Requirement
Can you pick out every line in the entries below that contains the word "house" and copy each of those lines in full?

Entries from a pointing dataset
— start —

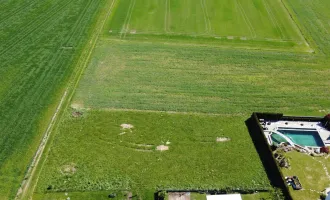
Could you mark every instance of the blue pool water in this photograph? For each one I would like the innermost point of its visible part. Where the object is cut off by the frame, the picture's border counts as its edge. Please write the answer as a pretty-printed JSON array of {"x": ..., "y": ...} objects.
[{"x": 303, "y": 137}]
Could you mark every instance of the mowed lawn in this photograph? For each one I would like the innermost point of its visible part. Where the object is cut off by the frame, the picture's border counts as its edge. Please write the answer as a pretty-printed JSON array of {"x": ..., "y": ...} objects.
[
  {"x": 249, "y": 19},
  {"x": 146, "y": 76},
  {"x": 93, "y": 152}
]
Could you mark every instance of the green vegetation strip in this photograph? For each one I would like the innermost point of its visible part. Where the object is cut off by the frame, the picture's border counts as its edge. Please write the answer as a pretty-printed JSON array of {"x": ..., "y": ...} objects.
[{"x": 41, "y": 42}]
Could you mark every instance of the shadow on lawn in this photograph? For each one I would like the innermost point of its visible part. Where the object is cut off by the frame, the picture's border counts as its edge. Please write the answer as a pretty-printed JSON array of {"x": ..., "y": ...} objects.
[{"x": 266, "y": 156}]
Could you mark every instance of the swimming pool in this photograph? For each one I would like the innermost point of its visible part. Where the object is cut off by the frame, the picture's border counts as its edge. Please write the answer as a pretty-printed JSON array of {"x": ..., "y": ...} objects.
[{"x": 303, "y": 137}]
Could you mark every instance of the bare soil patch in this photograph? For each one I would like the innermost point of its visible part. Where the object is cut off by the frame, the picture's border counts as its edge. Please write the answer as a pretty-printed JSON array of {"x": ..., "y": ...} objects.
[
  {"x": 223, "y": 139},
  {"x": 162, "y": 148},
  {"x": 179, "y": 196},
  {"x": 77, "y": 113},
  {"x": 69, "y": 169}
]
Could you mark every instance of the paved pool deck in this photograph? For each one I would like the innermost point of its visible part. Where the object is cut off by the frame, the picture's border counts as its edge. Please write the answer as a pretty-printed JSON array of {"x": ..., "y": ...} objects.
[{"x": 274, "y": 125}]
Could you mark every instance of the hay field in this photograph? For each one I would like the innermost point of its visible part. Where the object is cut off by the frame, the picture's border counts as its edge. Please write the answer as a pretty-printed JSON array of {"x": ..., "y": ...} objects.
[
  {"x": 106, "y": 155},
  {"x": 175, "y": 80},
  {"x": 252, "y": 22},
  {"x": 183, "y": 78},
  {"x": 41, "y": 42}
]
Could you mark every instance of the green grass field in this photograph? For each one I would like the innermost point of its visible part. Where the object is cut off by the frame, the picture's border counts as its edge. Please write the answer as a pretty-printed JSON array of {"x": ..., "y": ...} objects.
[
  {"x": 252, "y": 22},
  {"x": 128, "y": 160},
  {"x": 212, "y": 62},
  {"x": 41, "y": 42},
  {"x": 183, "y": 78}
]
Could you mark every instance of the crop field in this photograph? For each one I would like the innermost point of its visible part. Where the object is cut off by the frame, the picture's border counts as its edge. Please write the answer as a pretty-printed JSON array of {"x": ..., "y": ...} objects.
[
  {"x": 178, "y": 73},
  {"x": 182, "y": 78},
  {"x": 251, "y": 22},
  {"x": 41, "y": 42},
  {"x": 127, "y": 159}
]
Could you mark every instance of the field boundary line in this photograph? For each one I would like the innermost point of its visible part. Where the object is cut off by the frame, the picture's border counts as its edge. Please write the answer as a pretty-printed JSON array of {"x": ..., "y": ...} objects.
[
  {"x": 273, "y": 18},
  {"x": 126, "y": 22},
  {"x": 161, "y": 111},
  {"x": 165, "y": 19},
  {"x": 129, "y": 19},
  {"x": 206, "y": 16},
  {"x": 39, "y": 152},
  {"x": 301, "y": 29},
  {"x": 246, "y": 19},
  {"x": 66, "y": 97},
  {"x": 123, "y": 29}
]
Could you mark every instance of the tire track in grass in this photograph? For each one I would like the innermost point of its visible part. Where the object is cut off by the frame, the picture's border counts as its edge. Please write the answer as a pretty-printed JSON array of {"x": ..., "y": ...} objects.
[
  {"x": 129, "y": 19},
  {"x": 42, "y": 74},
  {"x": 165, "y": 19},
  {"x": 123, "y": 29},
  {"x": 17, "y": 10},
  {"x": 246, "y": 19},
  {"x": 273, "y": 19},
  {"x": 206, "y": 18},
  {"x": 67, "y": 96}
]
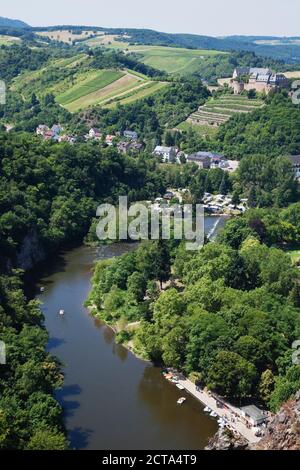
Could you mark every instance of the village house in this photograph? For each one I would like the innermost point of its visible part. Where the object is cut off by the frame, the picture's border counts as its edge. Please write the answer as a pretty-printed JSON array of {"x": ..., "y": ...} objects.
[
  {"x": 123, "y": 146},
  {"x": 56, "y": 129},
  {"x": 42, "y": 129},
  {"x": 206, "y": 160},
  {"x": 132, "y": 135},
  {"x": 167, "y": 154},
  {"x": 260, "y": 79},
  {"x": 242, "y": 71},
  {"x": 295, "y": 161},
  {"x": 94, "y": 133},
  {"x": 109, "y": 140}
]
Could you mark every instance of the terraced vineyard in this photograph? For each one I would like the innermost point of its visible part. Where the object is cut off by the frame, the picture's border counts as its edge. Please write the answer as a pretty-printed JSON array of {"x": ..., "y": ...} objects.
[{"x": 217, "y": 111}]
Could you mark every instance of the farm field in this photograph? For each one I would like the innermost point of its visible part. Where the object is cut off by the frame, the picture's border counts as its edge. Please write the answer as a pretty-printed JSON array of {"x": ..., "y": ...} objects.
[
  {"x": 105, "y": 95},
  {"x": 8, "y": 40},
  {"x": 136, "y": 94},
  {"x": 66, "y": 36},
  {"x": 171, "y": 59},
  {"x": 217, "y": 111},
  {"x": 36, "y": 80},
  {"x": 167, "y": 59}
]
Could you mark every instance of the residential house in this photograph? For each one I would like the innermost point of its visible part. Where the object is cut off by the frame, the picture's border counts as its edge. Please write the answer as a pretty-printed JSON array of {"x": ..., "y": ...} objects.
[
  {"x": 260, "y": 79},
  {"x": 242, "y": 71},
  {"x": 295, "y": 161},
  {"x": 132, "y": 135},
  {"x": 167, "y": 154},
  {"x": 94, "y": 133},
  {"x": 109, "y": 140},
  {"x": 56, "y": 129},
  {"x": 123, "y": 146}
]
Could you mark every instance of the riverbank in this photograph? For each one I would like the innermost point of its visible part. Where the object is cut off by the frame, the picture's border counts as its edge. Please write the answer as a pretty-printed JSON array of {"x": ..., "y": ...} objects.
[
  {"x": 228, "y": 412},
  {"x": 112, "y": 400}
]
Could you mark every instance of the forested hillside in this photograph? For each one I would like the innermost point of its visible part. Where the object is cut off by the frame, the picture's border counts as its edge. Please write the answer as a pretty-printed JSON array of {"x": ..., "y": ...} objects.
[{"x": 232, "y": 318}]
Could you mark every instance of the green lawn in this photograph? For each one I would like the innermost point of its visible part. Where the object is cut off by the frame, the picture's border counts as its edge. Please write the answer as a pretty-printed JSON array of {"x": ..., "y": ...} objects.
[
  {"x": 171, "y": 59},
  {"x": 144, "y": 92},
  {"x": 90, "y": 85},
  {"x": 8, "y": 40}
]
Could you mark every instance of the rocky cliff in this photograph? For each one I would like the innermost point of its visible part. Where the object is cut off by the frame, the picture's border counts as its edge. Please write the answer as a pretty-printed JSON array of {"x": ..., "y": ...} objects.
[
  {"x": 31, "y": 252},
  {"x": 283, "y": 431}
]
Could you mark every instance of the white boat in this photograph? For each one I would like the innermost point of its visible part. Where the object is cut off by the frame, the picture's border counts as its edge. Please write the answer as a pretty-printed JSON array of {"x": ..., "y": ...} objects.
[
  {"x": 181, "y": 401},
  {"x": 181, "y": 387}
]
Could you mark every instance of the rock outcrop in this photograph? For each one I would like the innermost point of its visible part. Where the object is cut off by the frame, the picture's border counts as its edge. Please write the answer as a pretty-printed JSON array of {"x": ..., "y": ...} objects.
[
  {"x": 282, "y": 433},
  {"x": 31, "y": 252},
  {"x": 224, "y": 439}
]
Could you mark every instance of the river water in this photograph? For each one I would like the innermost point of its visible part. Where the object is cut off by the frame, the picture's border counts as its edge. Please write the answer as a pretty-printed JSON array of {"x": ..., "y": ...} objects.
[{"x": 112, "y": 400}]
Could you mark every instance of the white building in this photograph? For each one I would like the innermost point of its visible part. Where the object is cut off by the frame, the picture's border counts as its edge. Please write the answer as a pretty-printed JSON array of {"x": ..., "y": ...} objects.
[{"x": 295, "y": 161}]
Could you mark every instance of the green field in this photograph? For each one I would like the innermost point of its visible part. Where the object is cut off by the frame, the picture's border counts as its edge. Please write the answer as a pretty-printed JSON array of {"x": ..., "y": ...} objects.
[
  {"x": 171, "y": 59},
  {"x": 168, "y": 59},
  {"x": 76, "y": 85},
  {"x": 90, "y": 85},
  {"x": 8, "y": 40}
]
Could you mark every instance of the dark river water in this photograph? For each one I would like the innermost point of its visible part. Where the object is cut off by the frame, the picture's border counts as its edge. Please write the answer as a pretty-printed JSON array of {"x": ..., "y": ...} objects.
[{"x": 112, "y": 400}]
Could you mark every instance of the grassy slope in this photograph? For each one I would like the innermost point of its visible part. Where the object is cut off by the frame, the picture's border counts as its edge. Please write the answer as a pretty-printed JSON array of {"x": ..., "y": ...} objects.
[
  {"x": 122, "y": 85},
  {"x": 100, "y": 80},
  {"x": 138, "y": 94},
  {"x": 8, "y": 40}
]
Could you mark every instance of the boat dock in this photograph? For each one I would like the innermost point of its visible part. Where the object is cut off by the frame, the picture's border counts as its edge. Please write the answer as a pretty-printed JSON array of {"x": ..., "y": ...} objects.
[{"x": 229, "y": 412}]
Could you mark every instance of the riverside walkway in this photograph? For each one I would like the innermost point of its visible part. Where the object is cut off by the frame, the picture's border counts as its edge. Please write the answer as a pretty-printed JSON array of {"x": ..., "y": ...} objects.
[{"x": 231, "y": 413}]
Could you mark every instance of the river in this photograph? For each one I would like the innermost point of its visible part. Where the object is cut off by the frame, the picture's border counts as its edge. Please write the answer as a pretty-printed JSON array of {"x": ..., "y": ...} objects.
[{"x": 112, "y": 400}]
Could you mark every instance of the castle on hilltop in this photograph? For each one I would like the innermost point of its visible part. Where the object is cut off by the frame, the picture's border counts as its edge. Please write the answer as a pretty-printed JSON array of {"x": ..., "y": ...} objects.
[{"x": 259, "y": 79}]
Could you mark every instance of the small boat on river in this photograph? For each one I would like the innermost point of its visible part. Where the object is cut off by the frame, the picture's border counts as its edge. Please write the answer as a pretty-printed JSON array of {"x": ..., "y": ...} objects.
[
  {"x": 181, "y": 387},
  {"x": 181, "y": 401}
]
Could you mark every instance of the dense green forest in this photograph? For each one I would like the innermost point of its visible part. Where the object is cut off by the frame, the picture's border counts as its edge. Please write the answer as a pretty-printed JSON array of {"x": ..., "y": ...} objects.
[
  {"x": 30, "y": 418},
  {"x": 48, "y": 196},
  {"x": 232, "y": 318}
]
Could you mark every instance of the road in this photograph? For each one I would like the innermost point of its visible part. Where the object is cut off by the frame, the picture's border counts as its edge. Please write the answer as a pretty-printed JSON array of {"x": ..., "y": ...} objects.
[{"x": 228, "y": 413}]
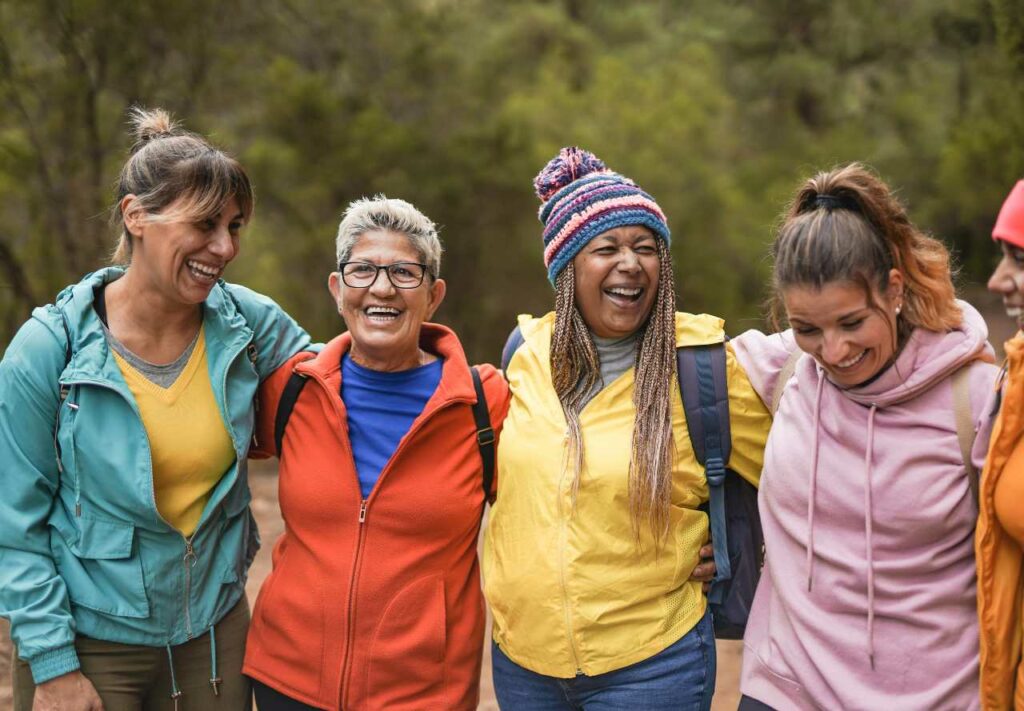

— end —

Exercise result
Could you mark every instance of the village house in this photograph? For each one I would like the innermost point of its visible part. Where the object is cut off by the frame, the picture's border counts as its edge. Please write the answer as a pretty-printed JSON array of {"x": ..., "y": ...} objects.
Could you mark every instance of the residential house in this photograph? For each one I would like the innermost point of its visible part. Where the object is cut off by the frame, the picture's border counts as its edge. Please write the answer as a pretty-printed JSON array of {"x": ..., "y": ...} objects.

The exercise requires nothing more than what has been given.